:: Data records ::

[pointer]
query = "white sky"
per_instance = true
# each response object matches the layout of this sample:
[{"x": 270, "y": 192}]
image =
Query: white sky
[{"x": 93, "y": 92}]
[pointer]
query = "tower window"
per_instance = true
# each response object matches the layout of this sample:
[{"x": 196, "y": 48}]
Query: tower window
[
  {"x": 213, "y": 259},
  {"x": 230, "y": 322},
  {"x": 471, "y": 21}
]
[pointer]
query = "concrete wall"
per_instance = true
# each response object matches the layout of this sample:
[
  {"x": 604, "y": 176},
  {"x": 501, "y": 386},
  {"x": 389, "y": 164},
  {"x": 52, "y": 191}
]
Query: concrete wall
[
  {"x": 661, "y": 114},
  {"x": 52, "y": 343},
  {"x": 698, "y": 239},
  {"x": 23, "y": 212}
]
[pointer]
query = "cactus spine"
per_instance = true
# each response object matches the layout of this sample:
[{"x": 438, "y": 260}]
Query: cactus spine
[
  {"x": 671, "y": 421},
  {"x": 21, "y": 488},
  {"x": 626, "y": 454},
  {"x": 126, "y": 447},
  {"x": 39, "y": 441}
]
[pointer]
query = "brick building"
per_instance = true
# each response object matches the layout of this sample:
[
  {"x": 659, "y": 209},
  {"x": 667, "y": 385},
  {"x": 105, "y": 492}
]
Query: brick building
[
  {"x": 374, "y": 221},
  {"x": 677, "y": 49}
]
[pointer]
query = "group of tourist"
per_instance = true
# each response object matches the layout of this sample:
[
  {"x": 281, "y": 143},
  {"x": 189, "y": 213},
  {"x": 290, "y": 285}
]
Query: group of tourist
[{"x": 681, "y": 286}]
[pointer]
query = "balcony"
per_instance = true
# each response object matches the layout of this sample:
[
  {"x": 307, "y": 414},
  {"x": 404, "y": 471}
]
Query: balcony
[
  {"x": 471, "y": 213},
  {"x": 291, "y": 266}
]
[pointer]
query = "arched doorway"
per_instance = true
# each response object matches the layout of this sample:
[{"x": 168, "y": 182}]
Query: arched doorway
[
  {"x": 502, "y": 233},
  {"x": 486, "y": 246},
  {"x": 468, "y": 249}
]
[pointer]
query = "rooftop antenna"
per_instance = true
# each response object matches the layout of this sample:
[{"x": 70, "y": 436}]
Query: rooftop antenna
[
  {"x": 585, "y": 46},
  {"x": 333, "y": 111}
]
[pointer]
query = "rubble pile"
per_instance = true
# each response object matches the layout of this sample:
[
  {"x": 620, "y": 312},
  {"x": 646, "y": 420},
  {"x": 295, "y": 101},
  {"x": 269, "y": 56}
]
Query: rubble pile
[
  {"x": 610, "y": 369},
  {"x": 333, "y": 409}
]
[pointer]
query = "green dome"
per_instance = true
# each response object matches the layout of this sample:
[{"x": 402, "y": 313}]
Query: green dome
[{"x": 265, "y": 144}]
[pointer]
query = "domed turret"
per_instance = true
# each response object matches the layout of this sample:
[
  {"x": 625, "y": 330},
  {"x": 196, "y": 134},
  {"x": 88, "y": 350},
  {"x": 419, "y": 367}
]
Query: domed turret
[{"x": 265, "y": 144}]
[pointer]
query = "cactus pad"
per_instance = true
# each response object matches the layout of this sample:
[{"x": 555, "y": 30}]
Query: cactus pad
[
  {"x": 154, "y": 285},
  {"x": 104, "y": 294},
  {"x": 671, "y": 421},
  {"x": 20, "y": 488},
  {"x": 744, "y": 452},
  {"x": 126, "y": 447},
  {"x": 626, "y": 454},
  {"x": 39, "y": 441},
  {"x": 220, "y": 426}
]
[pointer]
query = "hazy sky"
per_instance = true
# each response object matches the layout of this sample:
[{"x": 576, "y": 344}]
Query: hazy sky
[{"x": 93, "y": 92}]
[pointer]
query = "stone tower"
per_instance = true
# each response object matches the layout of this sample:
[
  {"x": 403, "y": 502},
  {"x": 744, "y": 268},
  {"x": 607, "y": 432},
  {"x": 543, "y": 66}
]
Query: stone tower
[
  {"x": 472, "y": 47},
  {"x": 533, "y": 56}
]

:::

Make an exact transcription of all the records.

[pointer]
query = "white sky"
per_instance = true
# each response object matches the layout of this sample:
[{"x": 270, "y": 192}]
image =
Query: white sky
[{"x": 93, "y": 92}]
[pointer]
query = "tower window"
per_instance = true
# each response object matches the layout of this sample:
[{"x": 196, "y": 48}]
Query: tower window
[
  {"x": 213, "y": 259},
  {"x": 230, "y": 322},
  {"x": 471, "y": 21}
]
[pointer]
query = "concrete wall"
per_instance = true
# each response object matches the layout of this sample:
[
  {"x": 604, "y": 176},
  {"x": 501, "y": 386},
  {"x": 389, "y": 164},
  {"x": 52, "y": 191}
]
Query: concrete wall
[
  {"x": 661, "y": 114},
  {"x": 52, "y": 343},
  {"x": 698, "y": 239},
  {"x": 23, "y": 212}
]
[pointer]
query = "cactus spine"
per_instance = true
# each response object matches the layout of this sample:
[{"x": 438, "y": 260}]
Query: cactus spine
[
  {"x": 671, "y": 421},
  {"x": 21, "y": 488},
  {"x": 626, "y": 454},
  {"x": 126, "y": 447},
  {"x": 39, "y": 441}
]
[pointer]
query = "brick building"
per_instance = true
# each response object matches the layout of this sample:
[
  {"x": 659, "y": 209},
  {"x": 667, "y": 385},
  {"x": 105, "y": 492}
]
Query: brick building
[
  {"x": 374, "y": 221},
  {"x": 677, "y": 49}
]
[pointer]
query = "group of tourist"
per_instance = true
# each response object matches the layout of this sample:
[
  {"x": 281, "y": 143},
  {"x": 189, "y": 213},
  {"x": 290, "y": 285}
]
Query: group of tourist
[{"x": 681, "y": 286}]
[pointer]
query = "balcony"
per_instance = true
# each response object matches the layout of this sample:
[
  {"x": 307, "y": 414},
  {"x": 404, "y": 471}
]
Query: balcony
[
  {"x": 471, "y": 213},
  {"x": 291, "y": 266}
]
[pointer]
query = "arched doorway"
per_instance = true
# each response object matches the layout of this sample:
[{"x": 168, "y": 182}]
Query: arched doorway
[
  {"x": 502, "y": 233},
  {"x": 486, "y": 246},
  {"x": 468, "y": 249}
]
[pointer]
query = "rooftop antenna"
per_instance = true
# each response object matches the layout of this sample:
[{"x": 70, "y": 436}]
Query: rooftop antenna
[
  {"x": 585, "y": 46},
  {"x": 333, "y": 111}
]
[pointer]
query = "rubble pile"
per_instance = true
# each response object matches the layout of this sample:
[
  {"x": 620, "y": 312},
  {"x": 646, "y": 420},
  {"x": 295, "y": 101},
  {"x": 269, "y": 56}
]
Query: rubble pile
[
  {"x": 610, "y": 369},
  {"x": 333, "y": 409}
]
[pointer]
query = "green dome"
per_instance = true
# each response object matches the layout of this sample:
[{"x": 402, "y": 313}]
Query: green dome
[{"x": 265, "y": 144}]
[pointer]
query = "domed turret"
per_instance = true
# each response object matches the layout of this sample:
[
  {"x": 625, "y": 330},
  {"x": 196, "y": 134},
  {"x": 88, "y": 350},
  {"x": 419, "y": 367}
]
Query: domed turret
[{"x": 265, "y": 144}]
[pointer]
query = "cactus pad"
per_instance = true
# each response object matches the layout of this sample:
[{"x": 555, "y": 30}]
Query: cactus pad
[
  {"x": 154, "y": 285},
  {"x": 104, "y": 294},
  {"x": 671, "y": 421},
  {"x": 20, "y": 488},
  {"x": 744, "y": 452},
  {"x": 126, "y": 447},
  {"x": 626, "y": 454},
  {"x": 39, "y": 441},
  {"x": 220, "y": 426}
]
[pointer]
query = "hazy sky"
per_instance = true
# each response object matches the layout of this sample:
[{"x": 576, "y": 344}]
Query: hazy sky
[{"x": 93, "y": 92}]
[pointer]
query = "stone tower"
per_instance = true
# each response object matches the layout of this sample:
[
  {"x": 403, "y": 502},
  {"x": 744, "y": 268},
  {"x": 607, "y": 432},
  {"x": 543, "y": 66}
]
Query: stone tower
[
  {"x": 472, "y": 47},
  {"x": 533, "y": 56}
]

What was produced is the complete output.